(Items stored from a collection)
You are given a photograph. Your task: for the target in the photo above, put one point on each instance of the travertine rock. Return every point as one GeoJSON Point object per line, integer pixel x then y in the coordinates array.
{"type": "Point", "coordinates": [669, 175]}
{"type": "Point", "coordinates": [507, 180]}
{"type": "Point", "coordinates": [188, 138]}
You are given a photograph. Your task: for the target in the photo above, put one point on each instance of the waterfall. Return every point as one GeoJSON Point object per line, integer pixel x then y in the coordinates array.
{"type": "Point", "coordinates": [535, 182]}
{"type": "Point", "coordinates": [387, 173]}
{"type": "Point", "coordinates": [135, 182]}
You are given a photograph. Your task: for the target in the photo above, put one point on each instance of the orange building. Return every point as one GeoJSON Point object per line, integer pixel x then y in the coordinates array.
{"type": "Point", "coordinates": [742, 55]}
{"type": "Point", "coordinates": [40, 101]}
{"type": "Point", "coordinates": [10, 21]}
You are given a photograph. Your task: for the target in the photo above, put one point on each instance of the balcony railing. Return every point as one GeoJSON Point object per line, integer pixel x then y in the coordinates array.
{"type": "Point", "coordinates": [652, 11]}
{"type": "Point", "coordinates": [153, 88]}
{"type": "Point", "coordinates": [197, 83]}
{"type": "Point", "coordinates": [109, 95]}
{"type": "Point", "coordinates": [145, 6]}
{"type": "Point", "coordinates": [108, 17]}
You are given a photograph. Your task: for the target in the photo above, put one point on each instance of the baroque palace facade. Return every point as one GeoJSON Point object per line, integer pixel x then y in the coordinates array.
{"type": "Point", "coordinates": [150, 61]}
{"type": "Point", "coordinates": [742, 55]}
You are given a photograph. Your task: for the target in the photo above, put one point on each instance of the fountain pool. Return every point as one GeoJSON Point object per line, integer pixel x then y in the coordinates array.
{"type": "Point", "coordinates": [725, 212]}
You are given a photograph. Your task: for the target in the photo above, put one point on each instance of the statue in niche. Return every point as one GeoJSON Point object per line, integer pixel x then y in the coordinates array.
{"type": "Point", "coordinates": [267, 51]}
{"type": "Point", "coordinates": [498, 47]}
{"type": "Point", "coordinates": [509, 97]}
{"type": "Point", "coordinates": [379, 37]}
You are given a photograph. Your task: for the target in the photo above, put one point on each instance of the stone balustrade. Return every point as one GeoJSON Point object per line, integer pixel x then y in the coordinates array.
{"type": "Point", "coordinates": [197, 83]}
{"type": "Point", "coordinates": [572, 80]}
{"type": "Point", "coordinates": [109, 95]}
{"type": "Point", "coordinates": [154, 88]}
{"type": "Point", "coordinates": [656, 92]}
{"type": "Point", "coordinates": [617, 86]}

## DESCRIPTION OF THE TASK
Print every line of the data above again, unchanged and in the same order.

## THE OUTPUT
You are given a photograph. Your task: for the target in the photo above, put one point on each instance of the travertine rock. Return every point as one GeoJSON Point object per line, integer pixel x then y in the coordinates array.
{"type": "Point", "coordinates": [669, 175]}
{"type": "Point", "coordinates": [507, 180]}
{"type": "Point", "coordinates": [188, 138]}
You are given a photograph. Your task: for the target in the photo above, put one point on each instance of the waterfall. Return every point as one GeoJSON Point object per line, integer pixel x then y in the coordinates array.
{"type": "Point", "coordinates": [535, 182]}
{"type": "Point", "coordinates": [387, 173]}
{"type": "Point", "coordinates": [135, 182]}
You are given a photograph. Your task: for the target in the photo above, put one point on each instance of the orange building. Return every point as one GeoJSON Point object per line, integer pixel x then y in the coordinates array.
{"type": "Point", "coordinates": [742, 55]}
{"type": "Point", "coordinates": [40, 101]}
{"type": "Point", "coordinates": [10, 21]}
You are given a photograph. Your task: for the target in the photo above, put one point on each instance of the balcony railing. Return every point as one GeoJSON Point object per line, integer pixel x then y in the coordinates array.
{"type": "Point", "coordinates": [652, 11]}
{"type": "Point", "coordinates": [153, 88]}
{"type": "Point", "coordinates": [197, 83]}
{"type": "Point", "coordinates": [109, 95]}
{"type": "Point", "coordinates": [145, 6]}
{"type": "Point", "coordinates": [108, 17]}
You are given a photograph. Your task: for the target in the photo above, put one point on each instance of the baroque palace facade. Return every point as one GeoJSON Point object per line, integer pixel x then y in the coordinates array.
{"type": "Point", "coordinates": [150, 61]}
{"type": "Point", "coordinates": [742, 55]}
You are given a photograph. Your task: for the target in the photo above, put one point on each instance of the fountain pool. Return every point as one GeoJSON Point object per line, integer pixel x then y in the coordinates array.
{"type": "Point", "coordinates": [725, 212]}
You are given a photograph. Your task: for the target in the photo above, put one point on each instance of the statue in niche. Return every point as one GeoJSON Point object per line, integer pixel x then y in the coordinates array.
{"type": "Point", "coordinates": [267, 51]}
{"type": "Point", "coordinates": [498, 47]}
{"type": "Point", "coordinates": [509, 97]}
{"type": "Point", "coordinates": [379, 37]}
You are given a photograph. Your task: for the target in the photo above, put one point on each instance of the stone balustrade. Return every point as one GeoJSON Point object per line, integer pixel x then y in the coordinates array.
{"type": "Point", "coordinates": [197, 83]}
{"type": "Point", "coordinates": [572, 80]}
{"type": "Point", "coordinates": [109, 95]}
{"type": "Point", "coordinates": [154, 88]}
{"type": "Point", "coordinates": [656, 92]}
{"type": "Point", "coordinates": [617, 86]}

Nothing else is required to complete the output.